## Tasks to complete
• 1. Answer these questions about the forum thread:
(a) What special type of Wikipedia page is the poster trying to extract information from?
(b) What ID value does the HTQL code give the UL tag?
(c) What problem does the poster list as #1?
• 2. How many lines of the entries contain the string "follows"? Case counts; reply with the number alone.

## Excerpted text
Welcome, Guest. Please Login.
IRobotSoft Robot
05/27/17 at 19:07:12
News: IRobotSoft is the Best Visual Web Computing Platform!
Home Help Search Login
Google
 


Pages: 1
Send Topic Print
Wikipedia History scraper (Read 563 times)
Jean-Pierre
IRobotSoft Newbies
*


I Love IRobotSoft

Posts: 6
Gender: male
Wikipedia History scraper
07/08/16 at 14:29:55
 
I am trying to extract information from an unordered list (UL) structure on special type of Wikipedia page called a History page.  
An example URL is https://en.wikipedia.org/w/index.php?title=English_language&action=history  
and my HTQL so far is as follows:  
 
Code:
<UL (ID='pagehistory')>1.<LI>1-0{
CurrLink=<SPAN (CLASS='mw-history-histlinks')>1.<A (tx='cur')>1:href;
PrevLink=<SPAN (CLASS='mw-history-histlinks')>1.<A (tx='prev')>1:href;
DiffID=<INPUT (Name='diff')>1:value;
EditDTS=<A (CLASS='mw-changeslist-date')>1:tx;
UserName=<SPAN (CLASS='history-user')>1.<A (CLASS='mw-userlink')>1:tx;
UserText=<SPAN (CLASS='comment')>1:tx;
} 


 
I am running into a few problems. They are (in order of importance):
 
#1. Can't save the data to CSV file.

## Provided data

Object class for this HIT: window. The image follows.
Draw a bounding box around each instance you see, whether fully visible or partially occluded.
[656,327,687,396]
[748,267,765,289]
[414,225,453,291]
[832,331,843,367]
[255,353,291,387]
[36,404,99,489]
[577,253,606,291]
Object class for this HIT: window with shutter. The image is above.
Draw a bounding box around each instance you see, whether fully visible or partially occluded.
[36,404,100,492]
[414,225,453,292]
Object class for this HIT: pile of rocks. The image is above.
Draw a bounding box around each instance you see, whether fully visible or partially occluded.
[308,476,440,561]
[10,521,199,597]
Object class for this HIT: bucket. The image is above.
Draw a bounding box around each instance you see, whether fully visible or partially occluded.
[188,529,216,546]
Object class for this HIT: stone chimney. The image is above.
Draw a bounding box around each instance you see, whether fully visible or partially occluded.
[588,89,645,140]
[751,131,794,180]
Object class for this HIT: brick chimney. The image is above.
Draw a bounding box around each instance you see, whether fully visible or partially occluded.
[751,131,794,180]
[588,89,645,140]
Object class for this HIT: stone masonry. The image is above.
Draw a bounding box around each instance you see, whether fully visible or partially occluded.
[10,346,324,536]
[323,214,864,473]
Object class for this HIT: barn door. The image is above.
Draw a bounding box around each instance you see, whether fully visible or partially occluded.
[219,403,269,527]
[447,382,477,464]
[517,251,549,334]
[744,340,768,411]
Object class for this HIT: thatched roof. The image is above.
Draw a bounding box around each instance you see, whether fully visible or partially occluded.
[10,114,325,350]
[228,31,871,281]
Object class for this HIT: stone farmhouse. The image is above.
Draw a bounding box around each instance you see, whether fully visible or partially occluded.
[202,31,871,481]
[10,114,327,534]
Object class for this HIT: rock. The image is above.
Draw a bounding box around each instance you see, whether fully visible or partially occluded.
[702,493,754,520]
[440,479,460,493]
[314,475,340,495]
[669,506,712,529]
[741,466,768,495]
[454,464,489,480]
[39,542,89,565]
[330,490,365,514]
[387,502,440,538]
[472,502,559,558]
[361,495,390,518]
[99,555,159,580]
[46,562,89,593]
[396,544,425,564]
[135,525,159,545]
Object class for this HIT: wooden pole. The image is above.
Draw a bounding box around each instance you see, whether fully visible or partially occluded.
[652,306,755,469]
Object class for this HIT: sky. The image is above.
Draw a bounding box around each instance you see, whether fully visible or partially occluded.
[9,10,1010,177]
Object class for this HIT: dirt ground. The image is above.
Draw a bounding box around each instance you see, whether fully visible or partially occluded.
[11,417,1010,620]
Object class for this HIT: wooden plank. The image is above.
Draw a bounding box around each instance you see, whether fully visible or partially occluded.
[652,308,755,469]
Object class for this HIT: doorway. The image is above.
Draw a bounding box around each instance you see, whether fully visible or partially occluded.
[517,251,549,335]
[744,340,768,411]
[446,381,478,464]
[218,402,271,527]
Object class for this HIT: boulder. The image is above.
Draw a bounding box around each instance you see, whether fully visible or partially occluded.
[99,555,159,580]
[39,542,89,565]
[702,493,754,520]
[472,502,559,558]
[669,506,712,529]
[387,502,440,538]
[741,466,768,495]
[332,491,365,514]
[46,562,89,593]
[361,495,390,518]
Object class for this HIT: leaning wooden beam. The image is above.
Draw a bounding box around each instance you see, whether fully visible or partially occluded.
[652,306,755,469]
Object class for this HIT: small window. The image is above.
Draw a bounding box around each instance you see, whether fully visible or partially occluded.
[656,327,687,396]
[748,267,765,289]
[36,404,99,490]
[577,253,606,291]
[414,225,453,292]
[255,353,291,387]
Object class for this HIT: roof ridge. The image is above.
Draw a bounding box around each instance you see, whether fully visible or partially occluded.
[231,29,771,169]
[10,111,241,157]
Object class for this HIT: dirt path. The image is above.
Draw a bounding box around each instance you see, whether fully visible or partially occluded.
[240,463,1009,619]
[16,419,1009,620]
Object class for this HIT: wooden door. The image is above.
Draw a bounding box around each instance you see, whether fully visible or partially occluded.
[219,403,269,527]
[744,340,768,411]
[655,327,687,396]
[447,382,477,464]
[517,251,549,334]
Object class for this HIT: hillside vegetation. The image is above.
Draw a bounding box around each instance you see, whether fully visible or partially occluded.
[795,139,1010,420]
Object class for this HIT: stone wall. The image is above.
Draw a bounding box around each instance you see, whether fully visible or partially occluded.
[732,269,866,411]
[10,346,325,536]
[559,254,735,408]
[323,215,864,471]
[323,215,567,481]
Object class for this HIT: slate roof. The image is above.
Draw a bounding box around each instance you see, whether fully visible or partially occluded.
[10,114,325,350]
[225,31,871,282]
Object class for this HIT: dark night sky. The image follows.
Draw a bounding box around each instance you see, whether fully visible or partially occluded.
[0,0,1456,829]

## Answers given
• 1.
(a) A History page.
(b) pagehistory
(c) Can't save the data to CSV file.

• 2. 2